- [Excerpt provided]:
# accutaper



## dutchpainter (Apr 24, 2010)

Helo,
I'm from the netherlands and alwyas looking to find some good tools to save time.

I saw the accutaper http://www.accutaper.com/ , did someone used this tap masking tool?

I'm interested in wich tools you guys in the US are using to get the job done faster.

I'm buyed this week my biggest tool(expensive -)) a graco platinum 695 pro finish xl.

It's a graco machine created by the graco importer in the netherlands.

It's a mix of the graco 395 and the platinum 695. I got the power of the 695 but still can use the aircoat for all paints. So no airless anymore-)

The finishpro 395 is for some products not strong enough for me.


----------



## ROOMINADAY (Mar 20, 2009)

Looks like its for the DIY'er to me. I dont tape as a general rule, but when I have to , I can go a lot faster with a roll - save your money.


----------



## jack pauhl (Nov 10, 2008)

I use a 3M TA-20. You have to cut the tape yourself in a corner. My honest opinion is that it needs to operate that way. Really tho, the cooler feature of the TA-20 is that its good to use simply tearing small pieces off a roll of masking tape like a huge roll of Scotch Tape with that cutter. I use it for the cutter all the time


----------



## Workaholic (Apr 17, 2007)

3m masker. 

I am more interested in that spray rig. What is up with the hopper attached to it?


----------



## dutchpainter (Apr 24, 2010)

Hi Sean,

What they did they used a new graco platinum 695 and added a kremer compressor. They added also a 6 gallon hopper wich is great, but also a small pipe wich i can add when i remove the hopper so i can add a 2 1/2 liter paint can.(don't know if this is correct english)

The great stuff is i can airless and aircoat with the platinum 695 wich is normally only airless

Let me know if you got any other questions

Regards
Roy


----------



## johnpaint (Sep 20, 2008)

Looks slower to me. Still have to get on your knees. When they make one that I can stand up and do it, I may look twice.

- [Data section]:

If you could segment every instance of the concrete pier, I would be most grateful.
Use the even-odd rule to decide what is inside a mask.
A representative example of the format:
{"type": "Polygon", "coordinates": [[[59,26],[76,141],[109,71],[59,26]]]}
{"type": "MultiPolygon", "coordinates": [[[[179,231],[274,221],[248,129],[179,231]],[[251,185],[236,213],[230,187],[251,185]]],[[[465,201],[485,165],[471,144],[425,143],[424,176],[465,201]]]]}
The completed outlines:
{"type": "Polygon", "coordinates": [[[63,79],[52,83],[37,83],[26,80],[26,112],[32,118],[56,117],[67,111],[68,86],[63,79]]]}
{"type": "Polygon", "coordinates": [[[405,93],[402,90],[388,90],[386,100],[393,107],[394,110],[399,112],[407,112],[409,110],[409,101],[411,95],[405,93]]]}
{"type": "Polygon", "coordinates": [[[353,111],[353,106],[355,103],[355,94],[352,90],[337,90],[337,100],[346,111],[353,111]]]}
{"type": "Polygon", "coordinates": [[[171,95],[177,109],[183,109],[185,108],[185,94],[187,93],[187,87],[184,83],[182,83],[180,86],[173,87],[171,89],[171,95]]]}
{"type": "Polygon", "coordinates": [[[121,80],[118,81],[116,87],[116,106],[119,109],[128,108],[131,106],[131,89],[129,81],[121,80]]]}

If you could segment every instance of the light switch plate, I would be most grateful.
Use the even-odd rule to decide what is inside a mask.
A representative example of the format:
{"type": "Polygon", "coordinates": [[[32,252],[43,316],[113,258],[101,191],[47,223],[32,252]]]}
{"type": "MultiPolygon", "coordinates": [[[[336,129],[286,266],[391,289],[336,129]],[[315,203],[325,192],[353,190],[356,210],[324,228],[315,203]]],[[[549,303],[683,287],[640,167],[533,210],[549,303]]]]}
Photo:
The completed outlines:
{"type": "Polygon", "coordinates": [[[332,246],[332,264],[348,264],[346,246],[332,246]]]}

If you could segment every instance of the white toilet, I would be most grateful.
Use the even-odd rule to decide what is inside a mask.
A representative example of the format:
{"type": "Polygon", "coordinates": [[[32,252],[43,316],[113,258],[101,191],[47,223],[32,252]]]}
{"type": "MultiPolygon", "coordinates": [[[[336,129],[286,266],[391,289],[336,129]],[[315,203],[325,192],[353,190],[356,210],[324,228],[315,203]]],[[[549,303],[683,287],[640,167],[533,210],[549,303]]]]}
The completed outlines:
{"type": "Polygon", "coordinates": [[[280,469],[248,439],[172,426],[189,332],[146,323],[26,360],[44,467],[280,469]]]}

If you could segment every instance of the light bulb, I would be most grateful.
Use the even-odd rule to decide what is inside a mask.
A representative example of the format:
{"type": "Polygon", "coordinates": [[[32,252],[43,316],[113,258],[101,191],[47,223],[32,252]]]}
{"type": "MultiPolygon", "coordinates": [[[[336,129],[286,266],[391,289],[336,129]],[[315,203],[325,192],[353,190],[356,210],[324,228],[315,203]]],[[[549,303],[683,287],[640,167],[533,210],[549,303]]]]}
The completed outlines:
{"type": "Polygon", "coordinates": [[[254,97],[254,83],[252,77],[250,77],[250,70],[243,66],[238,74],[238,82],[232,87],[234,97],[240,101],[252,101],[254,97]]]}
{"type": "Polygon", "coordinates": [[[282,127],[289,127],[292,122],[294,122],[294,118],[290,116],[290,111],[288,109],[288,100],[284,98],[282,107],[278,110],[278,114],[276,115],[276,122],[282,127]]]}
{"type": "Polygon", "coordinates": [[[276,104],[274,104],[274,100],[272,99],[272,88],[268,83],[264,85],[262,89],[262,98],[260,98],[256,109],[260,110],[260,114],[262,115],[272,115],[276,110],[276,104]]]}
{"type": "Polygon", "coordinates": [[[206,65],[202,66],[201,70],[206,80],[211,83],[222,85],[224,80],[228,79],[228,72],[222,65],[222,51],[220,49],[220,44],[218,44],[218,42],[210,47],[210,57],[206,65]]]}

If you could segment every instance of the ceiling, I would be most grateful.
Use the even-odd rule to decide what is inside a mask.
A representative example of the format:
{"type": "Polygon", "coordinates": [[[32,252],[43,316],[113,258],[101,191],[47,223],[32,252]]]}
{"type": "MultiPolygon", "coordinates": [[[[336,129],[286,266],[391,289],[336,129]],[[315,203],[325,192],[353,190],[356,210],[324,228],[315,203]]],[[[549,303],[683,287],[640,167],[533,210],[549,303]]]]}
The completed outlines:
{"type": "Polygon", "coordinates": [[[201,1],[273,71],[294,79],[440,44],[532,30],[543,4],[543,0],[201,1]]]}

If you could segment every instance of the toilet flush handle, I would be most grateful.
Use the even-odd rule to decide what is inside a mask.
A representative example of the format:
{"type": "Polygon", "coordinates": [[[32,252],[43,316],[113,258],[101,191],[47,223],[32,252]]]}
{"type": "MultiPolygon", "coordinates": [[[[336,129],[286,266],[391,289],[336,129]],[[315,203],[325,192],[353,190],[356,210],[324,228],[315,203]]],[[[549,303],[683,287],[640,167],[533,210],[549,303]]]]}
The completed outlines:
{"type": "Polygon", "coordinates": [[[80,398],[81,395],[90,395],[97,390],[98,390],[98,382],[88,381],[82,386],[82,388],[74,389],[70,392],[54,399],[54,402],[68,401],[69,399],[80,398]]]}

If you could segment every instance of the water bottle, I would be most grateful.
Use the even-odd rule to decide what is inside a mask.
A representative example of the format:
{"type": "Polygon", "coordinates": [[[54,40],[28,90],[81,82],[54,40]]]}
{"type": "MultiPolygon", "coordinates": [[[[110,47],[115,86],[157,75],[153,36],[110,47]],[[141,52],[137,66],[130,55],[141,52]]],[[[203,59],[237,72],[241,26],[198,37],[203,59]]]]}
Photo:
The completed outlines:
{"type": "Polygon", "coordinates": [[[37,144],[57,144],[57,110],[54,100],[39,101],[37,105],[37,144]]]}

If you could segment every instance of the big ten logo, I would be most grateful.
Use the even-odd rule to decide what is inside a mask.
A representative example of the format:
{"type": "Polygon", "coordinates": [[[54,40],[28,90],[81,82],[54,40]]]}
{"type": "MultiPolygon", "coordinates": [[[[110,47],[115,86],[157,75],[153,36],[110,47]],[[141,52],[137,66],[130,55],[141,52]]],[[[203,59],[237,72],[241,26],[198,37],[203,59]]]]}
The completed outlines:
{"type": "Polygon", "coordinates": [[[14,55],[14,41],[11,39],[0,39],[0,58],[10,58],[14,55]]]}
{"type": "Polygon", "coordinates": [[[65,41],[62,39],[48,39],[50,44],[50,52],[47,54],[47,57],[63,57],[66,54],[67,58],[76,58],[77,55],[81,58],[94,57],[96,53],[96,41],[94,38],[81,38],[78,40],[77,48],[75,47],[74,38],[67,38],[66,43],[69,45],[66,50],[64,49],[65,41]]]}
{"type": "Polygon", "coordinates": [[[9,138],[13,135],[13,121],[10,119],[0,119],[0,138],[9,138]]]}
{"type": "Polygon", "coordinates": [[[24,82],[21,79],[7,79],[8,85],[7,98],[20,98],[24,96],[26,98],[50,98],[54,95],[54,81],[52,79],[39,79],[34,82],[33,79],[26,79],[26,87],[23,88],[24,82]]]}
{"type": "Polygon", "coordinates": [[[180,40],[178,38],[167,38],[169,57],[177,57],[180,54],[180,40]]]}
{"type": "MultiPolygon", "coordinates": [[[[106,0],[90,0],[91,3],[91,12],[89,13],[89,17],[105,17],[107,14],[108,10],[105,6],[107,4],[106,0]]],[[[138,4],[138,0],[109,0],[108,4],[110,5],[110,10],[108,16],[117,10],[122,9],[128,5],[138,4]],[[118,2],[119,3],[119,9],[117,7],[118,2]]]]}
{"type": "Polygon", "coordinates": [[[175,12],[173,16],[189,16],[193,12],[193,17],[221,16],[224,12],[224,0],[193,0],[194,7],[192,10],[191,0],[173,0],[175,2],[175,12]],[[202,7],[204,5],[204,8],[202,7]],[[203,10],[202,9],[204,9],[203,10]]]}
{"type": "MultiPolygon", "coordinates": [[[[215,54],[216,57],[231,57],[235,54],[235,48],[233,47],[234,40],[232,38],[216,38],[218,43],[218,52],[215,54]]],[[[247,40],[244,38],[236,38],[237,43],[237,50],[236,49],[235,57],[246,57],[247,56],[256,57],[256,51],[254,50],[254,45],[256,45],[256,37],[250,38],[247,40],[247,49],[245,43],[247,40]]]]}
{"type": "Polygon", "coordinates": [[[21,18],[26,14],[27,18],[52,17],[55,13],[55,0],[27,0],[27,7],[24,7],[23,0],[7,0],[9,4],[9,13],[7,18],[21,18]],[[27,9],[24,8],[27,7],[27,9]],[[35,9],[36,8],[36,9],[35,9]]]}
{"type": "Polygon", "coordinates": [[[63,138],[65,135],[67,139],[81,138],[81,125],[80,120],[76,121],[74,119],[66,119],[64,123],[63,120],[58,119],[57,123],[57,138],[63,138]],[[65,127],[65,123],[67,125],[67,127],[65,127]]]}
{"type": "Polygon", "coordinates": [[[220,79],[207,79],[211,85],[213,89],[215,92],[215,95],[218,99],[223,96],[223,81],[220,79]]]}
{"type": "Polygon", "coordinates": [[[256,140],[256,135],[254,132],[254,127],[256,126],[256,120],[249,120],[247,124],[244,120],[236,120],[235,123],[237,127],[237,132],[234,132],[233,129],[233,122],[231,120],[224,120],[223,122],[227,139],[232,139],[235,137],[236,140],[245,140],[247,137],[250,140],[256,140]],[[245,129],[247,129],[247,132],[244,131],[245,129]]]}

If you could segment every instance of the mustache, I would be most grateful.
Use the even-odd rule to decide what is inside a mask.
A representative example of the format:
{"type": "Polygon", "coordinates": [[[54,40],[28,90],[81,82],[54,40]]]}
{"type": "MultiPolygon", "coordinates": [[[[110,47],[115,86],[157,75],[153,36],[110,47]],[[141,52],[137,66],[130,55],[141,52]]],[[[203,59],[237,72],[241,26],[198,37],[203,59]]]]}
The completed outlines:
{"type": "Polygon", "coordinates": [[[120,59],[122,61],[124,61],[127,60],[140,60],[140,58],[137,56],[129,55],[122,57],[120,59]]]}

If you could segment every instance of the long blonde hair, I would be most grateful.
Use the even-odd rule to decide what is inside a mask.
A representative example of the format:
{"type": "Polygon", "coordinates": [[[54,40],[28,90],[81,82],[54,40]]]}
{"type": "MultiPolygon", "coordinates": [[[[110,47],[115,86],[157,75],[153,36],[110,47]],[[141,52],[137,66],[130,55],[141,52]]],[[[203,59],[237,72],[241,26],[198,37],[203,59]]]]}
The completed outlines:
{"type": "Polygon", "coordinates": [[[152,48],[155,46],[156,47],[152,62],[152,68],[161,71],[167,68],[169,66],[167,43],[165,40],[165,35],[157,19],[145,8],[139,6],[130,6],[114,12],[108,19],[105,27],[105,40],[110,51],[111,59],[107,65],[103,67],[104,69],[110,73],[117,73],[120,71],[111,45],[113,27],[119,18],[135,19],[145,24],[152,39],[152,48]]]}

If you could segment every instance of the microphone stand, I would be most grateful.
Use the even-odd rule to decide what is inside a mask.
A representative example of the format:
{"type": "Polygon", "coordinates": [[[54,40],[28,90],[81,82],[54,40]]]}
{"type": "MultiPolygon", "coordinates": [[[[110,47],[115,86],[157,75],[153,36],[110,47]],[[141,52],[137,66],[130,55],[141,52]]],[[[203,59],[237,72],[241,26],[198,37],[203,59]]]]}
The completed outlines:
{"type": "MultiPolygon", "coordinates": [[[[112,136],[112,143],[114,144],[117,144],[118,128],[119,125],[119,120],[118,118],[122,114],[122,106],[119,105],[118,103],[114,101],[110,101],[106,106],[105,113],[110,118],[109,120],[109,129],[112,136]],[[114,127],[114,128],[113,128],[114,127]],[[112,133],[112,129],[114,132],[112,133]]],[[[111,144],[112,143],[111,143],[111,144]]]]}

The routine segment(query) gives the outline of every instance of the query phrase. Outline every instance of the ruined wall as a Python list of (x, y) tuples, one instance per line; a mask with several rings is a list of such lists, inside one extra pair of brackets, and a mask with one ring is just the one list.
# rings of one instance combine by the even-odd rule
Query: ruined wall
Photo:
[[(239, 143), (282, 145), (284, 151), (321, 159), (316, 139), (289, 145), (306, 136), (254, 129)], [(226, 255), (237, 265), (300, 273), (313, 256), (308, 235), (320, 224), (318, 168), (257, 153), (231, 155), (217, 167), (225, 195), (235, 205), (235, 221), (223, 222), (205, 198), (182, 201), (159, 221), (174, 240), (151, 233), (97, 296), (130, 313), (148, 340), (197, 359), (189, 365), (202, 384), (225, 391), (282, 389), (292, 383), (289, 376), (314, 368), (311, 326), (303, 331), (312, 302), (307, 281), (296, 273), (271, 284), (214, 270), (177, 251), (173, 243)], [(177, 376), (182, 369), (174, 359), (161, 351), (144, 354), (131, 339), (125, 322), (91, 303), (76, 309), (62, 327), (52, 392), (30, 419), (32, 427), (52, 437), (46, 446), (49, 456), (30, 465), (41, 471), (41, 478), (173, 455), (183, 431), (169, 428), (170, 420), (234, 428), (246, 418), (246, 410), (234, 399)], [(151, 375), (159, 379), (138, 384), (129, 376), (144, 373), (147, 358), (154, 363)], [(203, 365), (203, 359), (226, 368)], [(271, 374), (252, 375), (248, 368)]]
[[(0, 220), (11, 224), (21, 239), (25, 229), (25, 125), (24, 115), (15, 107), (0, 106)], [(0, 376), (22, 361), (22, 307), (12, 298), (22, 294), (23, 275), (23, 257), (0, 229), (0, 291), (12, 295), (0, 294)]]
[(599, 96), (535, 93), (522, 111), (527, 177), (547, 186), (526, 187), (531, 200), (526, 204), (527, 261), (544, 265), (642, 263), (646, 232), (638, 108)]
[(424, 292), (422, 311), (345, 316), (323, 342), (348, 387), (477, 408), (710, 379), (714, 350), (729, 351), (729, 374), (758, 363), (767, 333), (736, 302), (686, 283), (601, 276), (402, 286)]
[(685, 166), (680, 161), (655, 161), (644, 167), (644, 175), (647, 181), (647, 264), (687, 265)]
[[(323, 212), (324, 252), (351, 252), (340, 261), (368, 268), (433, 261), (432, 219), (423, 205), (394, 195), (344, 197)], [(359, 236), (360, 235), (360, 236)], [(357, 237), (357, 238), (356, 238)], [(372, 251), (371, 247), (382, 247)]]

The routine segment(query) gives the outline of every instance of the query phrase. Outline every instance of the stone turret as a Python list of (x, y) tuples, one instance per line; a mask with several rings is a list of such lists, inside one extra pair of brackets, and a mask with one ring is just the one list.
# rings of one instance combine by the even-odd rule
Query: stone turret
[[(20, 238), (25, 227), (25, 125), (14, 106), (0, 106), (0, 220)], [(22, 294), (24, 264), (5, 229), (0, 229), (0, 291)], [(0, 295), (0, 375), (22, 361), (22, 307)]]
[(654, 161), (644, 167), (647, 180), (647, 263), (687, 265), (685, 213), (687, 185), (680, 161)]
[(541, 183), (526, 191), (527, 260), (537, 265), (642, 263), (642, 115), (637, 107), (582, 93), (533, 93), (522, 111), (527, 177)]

- [Directive A]:
Quote the passage of the accutaper thread from "## jack pauhl" up to and including "(Apr 17, 2007)".
- [Directive B]:
Does the accutaper thread support each of these statements: (i) ROOMINADAY tapes as a general rule, (ii) the hopper added to dutchpainter's spray rig holds 6 gallons, (iii) jack pauhl uses a 3M TA-20? Answer yes or no for each and quote the words that decide it.

- [Worked solution A]:
## jack pauhl (Nov 10, 2008)

I use a 3M TA-20. You have to cut the tape yourself in a corner. My honest opinion is that it needs to operate that way. Really tho, the cooler feature of the TA-20 is that its good to use simply tearing small pieces off a roll of masking tape like a huge roll of Scotch Tape with that cutter. I use it for the cutter all the time


----------



## Workaholic (Apr 17, 2007)

- [Worked solution B]:
(i) No: "I dont tape as a general rule"
(ii) Yes: "They added also a 6 gallon hopper"
(iii) Yes: "I use a 3M TA-20."